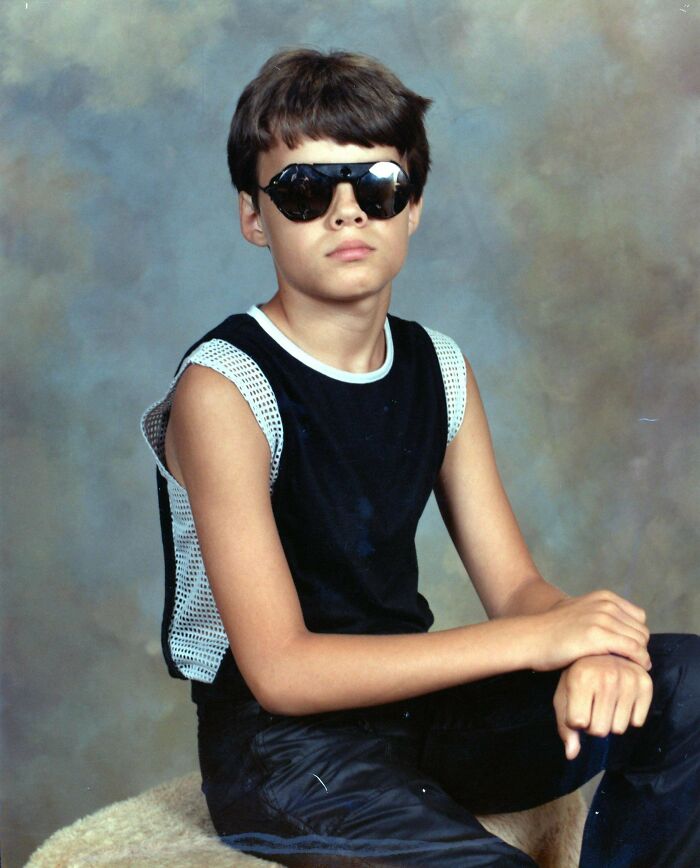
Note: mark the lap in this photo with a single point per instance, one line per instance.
(335, 787)
(408, 776)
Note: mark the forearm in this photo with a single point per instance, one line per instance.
(325, 672)
(531, 598)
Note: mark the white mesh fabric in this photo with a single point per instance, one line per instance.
(454, 378)
(196, 635)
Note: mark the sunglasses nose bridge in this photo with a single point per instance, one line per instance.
(344, 205)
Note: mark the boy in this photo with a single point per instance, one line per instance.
(296, 449)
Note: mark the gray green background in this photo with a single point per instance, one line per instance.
(559, 247)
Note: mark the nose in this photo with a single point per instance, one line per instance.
(344, 208)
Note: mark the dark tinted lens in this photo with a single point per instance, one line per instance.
(301, 193)
(383, 191)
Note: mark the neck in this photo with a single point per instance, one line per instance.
(349, 336)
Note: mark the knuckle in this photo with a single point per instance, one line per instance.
(610, 678)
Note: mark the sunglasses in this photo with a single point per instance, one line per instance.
(304, 191)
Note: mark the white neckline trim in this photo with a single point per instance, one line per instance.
(305, 358)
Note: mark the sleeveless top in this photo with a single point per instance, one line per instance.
(353, 460)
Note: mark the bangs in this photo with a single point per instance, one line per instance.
(323, 111)
(348, 98)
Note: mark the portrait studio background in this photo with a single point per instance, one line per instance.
(558, 246)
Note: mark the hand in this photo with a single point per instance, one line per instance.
(597, 623)
(599, 695)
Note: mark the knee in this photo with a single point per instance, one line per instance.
(676, 675)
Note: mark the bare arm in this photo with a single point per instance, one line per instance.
(215, 448)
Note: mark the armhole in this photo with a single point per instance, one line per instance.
(454, 378)
(246, 375)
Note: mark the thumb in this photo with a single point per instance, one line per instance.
(572, 743)
(570, 737)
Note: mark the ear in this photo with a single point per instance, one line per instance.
(415, 209)
(252, 227)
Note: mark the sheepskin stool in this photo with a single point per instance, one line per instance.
(169, 827)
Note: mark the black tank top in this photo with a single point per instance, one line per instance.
(354, 458)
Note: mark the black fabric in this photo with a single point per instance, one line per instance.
(400, 784)
(358, 465)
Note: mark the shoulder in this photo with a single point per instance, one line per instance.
(455, 372)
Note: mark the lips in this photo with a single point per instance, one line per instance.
(350, 250)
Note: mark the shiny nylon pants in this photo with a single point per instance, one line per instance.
(399, 784)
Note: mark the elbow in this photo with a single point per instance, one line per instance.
(278, 686)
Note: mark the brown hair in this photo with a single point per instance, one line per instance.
(350, 98)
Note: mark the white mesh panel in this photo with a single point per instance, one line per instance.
(454, 378)
(196, 635)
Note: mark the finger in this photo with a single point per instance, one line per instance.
(602, 711)
(622, 714)
(572, 745)
(570, 737)
(579, 704)
(627, 626)
(642, 703)
(625, 646)
(631, 608)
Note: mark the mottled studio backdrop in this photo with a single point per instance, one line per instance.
(559, 247)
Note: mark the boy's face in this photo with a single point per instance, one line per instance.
(306, 255)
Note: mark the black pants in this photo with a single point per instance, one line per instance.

= = =

▸ AIM
Give back all entries exactly. No pictures belong in the copy.

▸ RESULT FOR THIS TASK
Note: mark the lap in this photo with a single point per instance, one line per instance.
(335, 787)
(408, 776)
Note: mark the forearm in this photo with a single point per instance, one line per instance.
(325, 672)
(531, 598)
Note: mark the white mesh fabric in this photo with a single point per instance, one line per instance.
(454, 378)
(196, 635)
Note: mark the sunglasses nose bridge in this photo with a single point per instance, one line per instance.
(344, 205)
Note: mark the boy in this photo with a single point per instance, one line per instance.
(296, 449)
Note: mark the gray green background in this photo with a single point per instance, one line per instance.
(559, 247)
Note: mark the nose in this photo with a single point per instance, one line per instance.
(344, 208)
Note: mark the dark tinted lens in this photo with a single point per instance, one line per instance.
(301, 193)
(383, 191)
Note: mark the neck in this photo with a single point per instance, one line per instance.
(349, 336)
Note: mark the knuckle in this photo with a single point per instance, one line per instance.
(610, 678)
Note: mark the sunglasses in this photo with a single point per instance, one line per instance.
(304, 191)
Note: mark the white neckline trim in this photo with a single point per instance, one line per instance.
(305, 358)
Note: mark the sleeveless top in this photo with a single point per instance, one line per instance.
(353, 460)
Note: mark the bangs in this photo with a single point per instance, one line per instance.
(323, 111)
(348, 98)
Note: mark the portrait studio background in this photo with a single point per instance, one line per instance.
(558, 246)
Note: mark the hand in this photo with a single point per instance, one line per instance.
(597, 623)
(599, 695)
Note: mark the knee in this photo with a single point per instance, one line per instance.
(676, 675)
Note: mark the bare arm in this photo with a single point per instance, one line per instance.
(215, 448)
Note: mark the armhole in this photo with a single point per instance, one line per instance.
(454, 378)
(246, 375)
Note: mark the thumb in this photo with a single point per instance, one line per instance.
(572, 743)
(570, 737)
Note: mark the ear in this photo with a single point per instance, one line per instance.
(415, 209)
(252, 227)
Note: mark the sheepskin stool in this photo with a single point per instance, one line per instance.
(169, 827)
Note: mark the black tank top in this photo with a single point per instance, one line per instance.
(354, 458)
Note: mark the black fabric in this photo with a single point per instance, one line per instance.
(400, 784)
(358, 465)
Note: mark the shoulder in this photo with a single point per instance, one line per instance.
(455, 372)
Note: mark the lips in this photo with a single point per instance, one line per instance.
(350, 250)
Note: mark the shiny nylon pants in this photo with a single point per instance, one line per instance.
(399, 784)
Note: mark the elbow in this photo with a single point per instance, one line per instance.
(278, 686)
Note: mark the brown hair in this photo with a single point per instance, one line per instance.
(350, 98)
Note: mark the white mesh panel in this photo with a single point per instance, one line per instance.
(454, 378)
(196, 635)
Note: mark the finger in this photo with a single point per instance, one line per instance.
(602, 711)
(622, 714)
(572, 745)
(570, 737)
(579, 704)
(627, 626)
(642, 703)
(625, 646)
(631, 608)
Note: mark the mottled studio backdrop in this photo with a single point per instance, one line per instance.
(559, 247)
Note: mark the boy's face in this photo with a single point per instance, one line per instance.
(306, 255)
Note: mark the black pants in this photo with a single point per instance, one line per instance.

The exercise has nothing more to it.